#### [Brano fornito]
----------------
E’ solo un piccolo campionario della guerra che abbiamo rovinosamente perso. Dunque, veniamo al punto: perché il “partito della prudenza” ha perso tutte le sue battaglie?

Io credo che la risposta, se vogliamo andare subito al succo, sia essenzialmente una: la stella polare della politica, di tutta la politica (non solo del governo), è solo il consenso di breve, brevissimo periodo. Non c’è altro, nelle scelte che fanno i nostri politici, anche se c’è molto altro nelle chiacchiere con cui le accompagnano. Se governo e Regioni avessero agito con maggiore prudenza avrebbero avuto contro almeno tre poteri fondamentali: il mondo dell’economia, interessato alla riapertura persino quando (fine febbraio) era palesemente una follia; l’opinione pubblica, assetata di risarcimenti economici (sussidi) ed esistenziali (vacanze senza restrizioni) dopo il lockdown; l’opposizione politica, schierata dal lato della ripartenza ancora più accanitamente del governo.
----------------
#### [Dati forniti]
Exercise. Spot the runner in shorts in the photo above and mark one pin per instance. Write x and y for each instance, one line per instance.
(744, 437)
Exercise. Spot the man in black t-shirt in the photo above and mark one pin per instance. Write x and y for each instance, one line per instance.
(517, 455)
----------------
#### [Consegna A]
Spiega in una-tre frasi perché, secondo il brano sul partito della prudenza, quel partito ha perso tutte le sue battaglie.
#### [Consegna B]
Prosegui il brano sul partito della prudenza a partire dal punto in cui si interrompe.
L'elenco qui sopra è materiale a sé, distinto dal brano sul partito della prudenza.

#### [Risposta A]
Ha perso perché l'unica stella polare di tutta la politica è il consenso di breve, brevissimo periodo. Agire con maggiore prudenza avrebbe messo governo e Regioni contro tre poteri fondamentali. Erano il mondo dell'economia, favorevole alla riapertura, l'opinione pubblica, assetata di sussidi e di vacanze senza restrizioni, e l'opposizione, schierata per la ripartenza ancora più del governo.

#### [Risposta B]
Certo, è stato il governo a non avere il coraggio di tenere chiuse le discoteche, e a perseverare in quell’errore nei giorni (Ferragosto) in cui tutti avevano capito che era un errore fatale. Ma non si può dimenticare che, di fronte a una scelta così irresponsabile, Salvini non trovava di meglio che dichiarare: “L’unico problema legato al virus non sono i ragazzi che ballano ma quelli che sbarcano”. Difficile pensare che un governo imprudente possa cambiare rotta se il maggiore partito di opposizione è su una linea ancora meno prudente.

Lo stesso discorso vale per gli altri attori in campo. Se la gente non ha capito quanto erano pericolosi i comportamenti di cui ora constatiamo le conseguenze, è perché il governo, dopo il lockdown (e in particolare dopo la chiusura delle scuole e l’inizio delle vacanze), non ha mai veramente provato a far rispettare le regole. Ma è altrettanto vero che se ci avesse provato, come era suo preciso dovere, avrebbe perso molto del consenso accumulato nei mesi precedenti. Gli attori economici si sarebbero ribellati, le famiglie e i giovani si sarebbero sentiti ingiustamente deprivati dei loro sacrosanti, inalienabili, diritti a vacanze, spiagge, divertimento, movida ecc. (resta naturalmente da vedere se il calcolo del governo non sia stato miope: se le scuole riaprissero a singhiozzo, se dovessimo essere costretti a un nuovo lockdown, se i nuovi danni all’economia risultassero superiori ai vecchi benefici dell’apertura precoce, la gente si arrabbierebbe molto).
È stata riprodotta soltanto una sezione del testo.